Please change every "in this photo" in these lines to "in this image", leaving everything else as it is. Omit the pictures from your answer.

====== INFORMATION PROVIDED

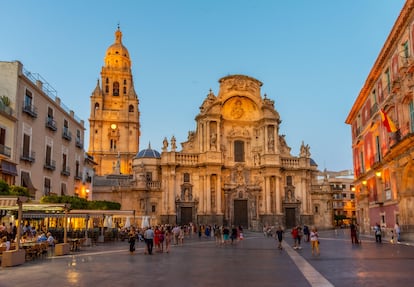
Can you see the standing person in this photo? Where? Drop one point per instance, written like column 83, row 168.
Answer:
column 181, row 236
column 294, row 233
column 226, row 233
column 378, row 235
column 149, row 239
column 131, row 241
column 279, row 235
column 306, row 232
column 157, row 233
column 233, row 234
column 217, row 235
column 300, row 235
column 241, row 235
column 168, row 236
column 314, row 238
column 397, row 232
column 354, row 238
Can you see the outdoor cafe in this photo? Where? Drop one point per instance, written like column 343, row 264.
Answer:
column 71, row 229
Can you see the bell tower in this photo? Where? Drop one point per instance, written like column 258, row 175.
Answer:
column 114, row 119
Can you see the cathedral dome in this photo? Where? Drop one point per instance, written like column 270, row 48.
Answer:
column 117, row 54
column 148, row 153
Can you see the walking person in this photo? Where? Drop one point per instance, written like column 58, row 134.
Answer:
column 294, row 233
column 306, row 232
column 378, row 233
column 397, row 232
column 279, row 235
column 131, row 241
column 314, row 238
column 149, row 239
column 354, row 238
column 168, row 235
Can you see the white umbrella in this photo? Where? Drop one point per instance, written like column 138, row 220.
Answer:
column 145, row 221
column 106, row 221
column 127, row 223
column 110, row 221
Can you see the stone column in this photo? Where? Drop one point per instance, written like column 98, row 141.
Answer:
column 278, row 195
column 268, row 199
column 208, row 194
column 218, row 196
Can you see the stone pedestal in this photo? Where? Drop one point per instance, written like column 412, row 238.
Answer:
column 87, row 242
column 62, row 249
column 13, row 257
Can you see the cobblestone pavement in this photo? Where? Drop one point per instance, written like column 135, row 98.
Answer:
column 254, row 261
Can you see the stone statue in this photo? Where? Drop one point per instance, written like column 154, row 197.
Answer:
column 164, row 144
column 173, row 145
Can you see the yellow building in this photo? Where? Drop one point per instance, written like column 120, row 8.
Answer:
column 382, row 120
column 114, row 119
column 235, row 168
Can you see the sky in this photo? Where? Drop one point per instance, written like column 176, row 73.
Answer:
column 312, row 57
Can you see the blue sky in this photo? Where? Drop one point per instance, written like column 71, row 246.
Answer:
column 312, row 56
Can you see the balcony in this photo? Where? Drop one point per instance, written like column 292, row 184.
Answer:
column 65, row 171
column 79, row 143
column 6, row 110
column 5, row 150
column 28, row 156
column 30, row 110
column 51, row 124
column 66, row 134
column 50, row 165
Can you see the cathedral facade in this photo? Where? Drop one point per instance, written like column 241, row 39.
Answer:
column 114, row 119
column 235, row 168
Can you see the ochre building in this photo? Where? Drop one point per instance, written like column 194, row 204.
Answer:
column 234, row 168
column 114, row 119
column 382, row 120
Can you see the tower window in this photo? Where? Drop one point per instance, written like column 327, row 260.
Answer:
column 239, row 151
column 115, row 90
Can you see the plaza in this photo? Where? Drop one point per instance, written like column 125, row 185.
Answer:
column 254, row 261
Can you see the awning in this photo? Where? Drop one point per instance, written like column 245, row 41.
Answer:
column 7, row 167
column 51, row 215
column 27, row 182
column 6, row 202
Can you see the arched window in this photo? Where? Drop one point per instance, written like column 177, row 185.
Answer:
column 115, row 89
column 239, row 151
column 289, row 181
column 186, row 177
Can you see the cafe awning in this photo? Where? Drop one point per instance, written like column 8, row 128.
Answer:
column 7, row 167
column 27, row 182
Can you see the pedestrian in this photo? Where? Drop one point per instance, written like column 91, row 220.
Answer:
column 279, row 235
column 306, row 232
column 314, row 238
column 398, row 232
column 354, row 238
column 149, row 239
column 299, row 237
column 233, row 235
column 378, row 235
column 168, row 236
column 131, row 241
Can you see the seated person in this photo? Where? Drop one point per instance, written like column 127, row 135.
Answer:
column 42, row 238
column 5, row 243
column 50, row 239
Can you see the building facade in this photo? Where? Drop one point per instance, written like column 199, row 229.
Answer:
column 382, row 120
column 114, row 119
column 43, row 137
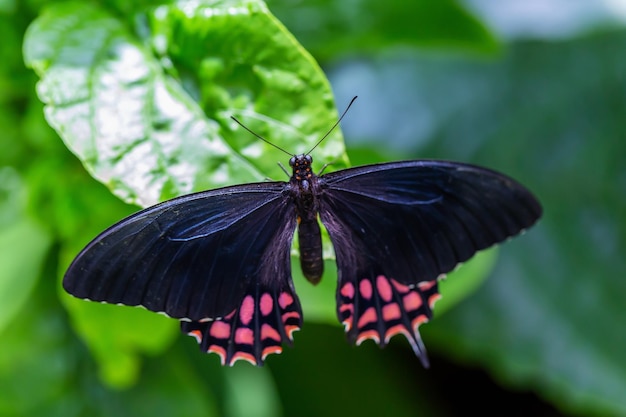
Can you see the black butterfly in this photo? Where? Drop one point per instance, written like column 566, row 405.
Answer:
column 219, row 260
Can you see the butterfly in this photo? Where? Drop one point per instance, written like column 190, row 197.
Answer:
column 219, row 260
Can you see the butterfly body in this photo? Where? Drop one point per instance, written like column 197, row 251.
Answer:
column 219, row 260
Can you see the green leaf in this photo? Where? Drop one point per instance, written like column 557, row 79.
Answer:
column 329, row 28
column 551, row 317
column 148, row 112
column 24, row 246
column 148, row 115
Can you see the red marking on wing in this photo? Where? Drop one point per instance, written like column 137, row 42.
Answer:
column 401, row 288
column 369, row 316
column 267, row 304
column 246, row 311
column 243, row 356
column 220, row 330
column 244, row 336
column 348, row 290
column 391, row 312
column 285, row 300
column 220, row 351
column 384, row 288
column 433, row 299
column 269, row 350
column 426, row 285
column 368, row 334
column 383, row 307
column 365, row 288
column 197, row 334
column 268, row 332
column 412, row 301
column 264, row 320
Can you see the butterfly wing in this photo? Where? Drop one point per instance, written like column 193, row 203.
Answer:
column 397, row 227
column 218, row 260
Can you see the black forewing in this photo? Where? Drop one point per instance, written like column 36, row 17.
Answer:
column 412, row 221
column 192, row 257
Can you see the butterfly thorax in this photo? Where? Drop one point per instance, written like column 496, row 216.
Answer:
column 304, row 186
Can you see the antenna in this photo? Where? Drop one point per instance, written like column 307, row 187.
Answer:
column 334, row 126
column 318, row 142
column 260, row 137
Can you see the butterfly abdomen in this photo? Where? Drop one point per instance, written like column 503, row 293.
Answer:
column 311, row 250
column 304, row 186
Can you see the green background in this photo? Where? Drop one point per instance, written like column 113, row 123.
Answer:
column 139, row 95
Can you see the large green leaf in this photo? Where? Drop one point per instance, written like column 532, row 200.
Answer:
column 148, row 112
column 552, row 316
column 24, row 246
column 338, row 28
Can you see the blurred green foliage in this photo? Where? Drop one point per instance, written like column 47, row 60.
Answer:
column 550, row 113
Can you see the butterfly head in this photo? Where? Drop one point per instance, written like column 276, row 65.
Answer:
column 301, row 166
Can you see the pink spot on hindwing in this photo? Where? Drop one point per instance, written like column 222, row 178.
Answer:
column 266, row 305
column 285, row 300
column 244, row 336
column 391, row 312
column 412, row 301
column 384, row 289
column 369, row 316
column 268, row 332
column 365, row 288
column 347, row 290
column 246, row 311
column 220, row 330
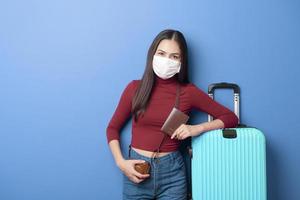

============

- _SOLVED EXERCISE_
Can you see the standing person in this image? Where? Drop one point per instance, written like column 83, row 168.
Answer:
column 181, row 236
column 294, row 233
column 226, row 233
column 378, row 235
column 149, row 239
column 131, row 241
column 279, row 235
column 306, row 232
column 157, row 233
column 233, row 234
column 217, row 235
column 300, row 235
column 241, row 235
column 168, row 236
column 314, row 238
column 397, row 232
column 354, row 238
Can you see the outdoor cafe in this image? Where? Drop one point per instance, written like column 343, row 264.
Answer:
column 71, row 229
Can you see the bell tower in this image? Where? Drop one point per instance, written like column 258, row 175.
Answer:
column 114, row 119
Can you see the cathedral dome in this image? Where? Drop one point per instance, written like column 270, row 48.
Answer:
column 117, row 54
column 148, row 153
Can you see the walking person in this image? Where? Drop one point per instance, written like column 58, row 134.
Answer:
column 294, row 233
column 306, row 232
column 378, row 233
column 397, row 232
column 279, row 235
column 131, row 241
column 314, row 238
column 149, row 239
column 354, row 238
column 168, row 235
Can you see the white umbrella in this image? Where? Drop one point per instance, written like column 138, row 220.
Answer:
column 145, row 221
column 106, row 221
column 127, row 223
column 110, row 221
Can you see the stone column in this image? Where? Drop one point per instance, written like column 98, row 141.
Answer:
column 278, row 195
column 268, row 199
column 208, row 194
column 218, row 196
Can you see the stone pedestal in this image? Where? Drop one point per instance, written like column 412, row 238.
Answer:
column 87, row 242
column 62, row 249
column 13, row 257
Can you see the cobblestone pavement in this image? Where? Drop one point per instance, written like column 135, row 98.
Answer:
column 254, row 261
Can you see the stone statue in this image? Where? Drop one point per instance, written like column 154, row 197.
Answer:
column 164, row 144
column 173, row 145
Can you see the yellow building in this image? Where? Drop one point per instance, written like column 120, row 8.
Answer:
column 382, row 120
column 114, row 119
column 235, row 168
Can you see the sky in this image? Where? Drop one point per instance, written like column 176, row 73.
Answer:
column 312, row 57
Can you see the blue sky in this image? Where? Drop one point per instance, written like column 71, row 246.
Answer:
column 312, row 56
Can you see the balcony in this image? Where? Drop one point per instance, written like column 292, row 184.
Answer:
column 65, row 171
column 79, row 143
column 6, row 110
column 5, row 150
column 28, row 156
column 30, row 110
column 51, row 124
column 66, row 134
column 50, row 165
Can you see the cathedral facade in this image? Where? Drop one point per instance, written like column 241, row 39.
Answer:
column 114, row 119
column 235, row 168
Can you see the ochre building in this image? Where? Drop one point per instance, written like column 194, row 204.
Answer:
column 234, row 168
column 114, row 119
column 382, row 120
Can you see the tower window in this image? Where? Drop one point per instance, written like column 327, row 260.
Answer:
column 239, row 151
column 115, row 90
Can you see the plaza in this image? Where? Drop one point per instance, written like column 125, row 185.
Answer:
column 254, row 261
Can you see the awning in this image? Where? Drop one point per instance, written like column 245, row 41.
Answer:
column 7, row 167
column 51, row 215
column 27, row 182
column 6, row 202
Can you see the arched window in this image? Where? Drop one point per instance, written like column 177, row 185.
Answer:
column 115, row 89
column 239, row 151
column 289, row 181
column 186, row 177
Can you see the cafe awning in this image? Where? Drop one point per instance, written like column 8, row 128.
Answer:
column 7, row 167
column 27, row 182
Can you see the pedestrian in this image? Where? Drop one point per instance, written like column 91, row 220.
Answer:
column 279, row 235
column 306, row 232
column 314, row 238
column 398, row 232
column 354, row 238
column 149, row 239
column 299, row 237
column 233, row 235
column 378, row 235
column 168, row 236
column 131, row 241
Can you see the seated person in this image? Where? Drop one point per instance, written like column 127, row 135.
Answer:
column 42, row 238
column 5, row 243
column 50, row 239
Can you see the building facade in this image? Where? Drop one point per instance, written like column 199, row 229.
Answer:
column 382, row 120
column 114, row 119
column 43, row 137
Can you see the black butterfly in this image? Where? Drop one point per instance, written like column 566, row 405.
Answer:
column 219, row 260
Can you see the butterfly in this image? Where? Drop one point per instance, written like column 190, row 197.
Answer:
column 219, row 260
Can you see the butterfly body in this image? Where? Drop one point per instance, written like column 197, row 251.
Answer:
column 219, row 260
Can you see the green leaf in this image? Where? Drop one point per instance, written like column 557, row 79.
Answer:
column 329, row 28
column 551, row 317
column 148, row 112
column 24, row 246
column 148, row 115
Can you see the red marking on wing in this image? Where? Drop one point per instance, written like column 137, row 42.
Answer:
column 401, row 288
column 369, row 316
column 267, row 304
column 246, row 311
column 243, row 356
column 220, row 330
column 244, row 336
column 348, row 290
column 391, row 312
column 285, row 300
column 220, row 351
column 384, row 288
column 433, row 299
column 269, row 350
column 426, row 285
column 368, row 334
column 383, row 307
column 365, row 288
column 197, row 334
column 268, row 332
column 412, row 301
column 264, row 320
Can you see the butterfly wing in this image? Where? Drop one point per instance, written like column 193, row 203.
Answer:
column 397, row 227
column 218, row 260
Can you see the black forewing in this image? Where? Drop one point per instance, written like column 36, row 17.
Answer:
column 412, row 221
column 192, row 257
Can you see the butterfly thorax in this image? Where? Drop one point per instance, written like column 496, row 216.
Answer:
column 304, row 186
Can you see the antenna in this image? Where? Drop one point per instance, written like column 307, row 187.
Answer:
column 334, row 126
column 318, row 142
column 260, row 137
Can you see the butterfly abdomen in this image? Where? Drop one point per instance, written like column 503, row 293.
Answer:
column 311, row 250
column 304, row 186
Can you see the green background in this image? Where? Drop one point per instance, written like column 113, row 123.
Answer:
column 139, row 95
Can you see the large green leaf in this image? Where? Drop one point per instance, written like column 532, row 200.
Answer:
column 148, row 112
column 552, row 316
column 24, row 246
column 338, row 28
Can you see the blurred green foliage in this image? Where? Drop one point per instance, written like column 47, row 60.
Answer:
column 550, row 113
Can you see the butterfly head in this image? Where? Drop one point per instance, written like column 276, row 65.
Answer:
column 301, row 166
Can you see the pink spot on hindwing in this image? Where? Drop one point per instance, written like column 222, row 178.
Answer:
column 266, row 305
column 285, row 300
column 244, row 336
column 391, row 312
column 412, row 301
column 384, row 289
column 369, row 316
column 268, row 332
column 365, row 288
column 347, row 290
column 246, row 311
column 220, row 330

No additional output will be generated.